Quote the lines below word for word, leaving out the pictures.

> [Stored lines]:

(begin)

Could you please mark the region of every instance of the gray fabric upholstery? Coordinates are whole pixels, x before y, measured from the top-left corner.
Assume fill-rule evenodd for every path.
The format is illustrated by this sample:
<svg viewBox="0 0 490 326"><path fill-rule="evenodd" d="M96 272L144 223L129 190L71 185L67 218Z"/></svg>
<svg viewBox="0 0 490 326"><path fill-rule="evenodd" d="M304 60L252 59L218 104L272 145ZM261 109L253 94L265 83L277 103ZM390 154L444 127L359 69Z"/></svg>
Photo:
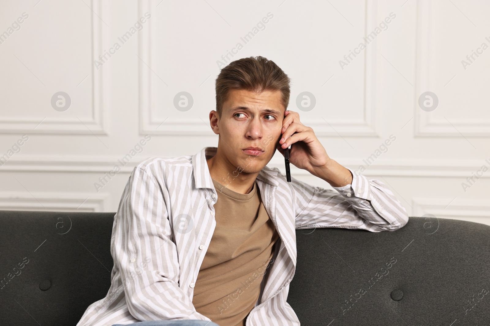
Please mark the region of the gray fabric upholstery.
<svg viewBox="0 0 490 326"><path fill-rule="evenodd" d="M0 211L0 325L76 325L110 285L114 214ZM489 226L410 217L296 240L288 302L302 325L490 325Z"/></svg>

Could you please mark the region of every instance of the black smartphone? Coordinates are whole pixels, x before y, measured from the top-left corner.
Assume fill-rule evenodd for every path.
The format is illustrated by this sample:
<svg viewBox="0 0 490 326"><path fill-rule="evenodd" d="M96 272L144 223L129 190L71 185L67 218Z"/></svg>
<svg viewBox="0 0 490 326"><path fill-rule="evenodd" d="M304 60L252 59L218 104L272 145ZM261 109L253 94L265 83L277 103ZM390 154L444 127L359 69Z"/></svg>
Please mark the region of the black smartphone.
<svg viewBox="0 0 490 326"><path fill-rule="evenodd" d="M289 147L284 149L284 162L286 163L286 179L291 182L291 172L289 170Z"/></svg>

(end)

> [Full solution]:
Could you please mark the region of every instance of the gray fabric upholstery? Coordinates are whole pixels, x before y, measured from the top-left corner.
Assume fill-rule evenodd for every path.
The format is illustrated by this sample:
<svg viewBox="0 0 490 326"><path fill-rule="evenodd" d="M96 272L144 223L129 190L71 185L67 218Z"/></svg>
<svg viewBox="0 0 490 326"><path fill-rule="evenodd" d="M304 60L252 59L218 104L272 145ZM261 109L253 94L265 83L277 103ZM390 154L444 127L359 69Z"/></svg>
Photo:
Please mark the region of the gray fabric upholstery.
<svg viewBox="0 0 490 326"><path fill-rule="evenodd" d="M0 211L0 325L76 325L110 285L114 214ZM489 226L410 217L296 240L288 302L302 325L490 325Z"/></svg>

Could you please mark the region of every instance of the black smartphone? Coordinates are whole pixels, x before y, measured from the top-left corner.
Assume fill-rule evenodd for every path.
The format is illustrated by this sample:
<svg viewBox="0 0 490 326"><path fill-rule="evenodd" d="M96 272L144 223L129 190L71 185L67 218Z"/></svg>
<svg viewBox="0 0 490 326"><path fill-rule="evenodd" d="M304 60L252 59L218 104L272 145ZM261 109L253 94L265 83L277 103ZM390 154L444 127L359 69Z"/></svg>
Please mark the region of the black smartphone.
<svg viewBox="0 0 490 326"><path fill-rule="evenodd" d="M289 147L284 149L284 162L286 163L286 179L291 182L291 172L289 170Z"/></svg>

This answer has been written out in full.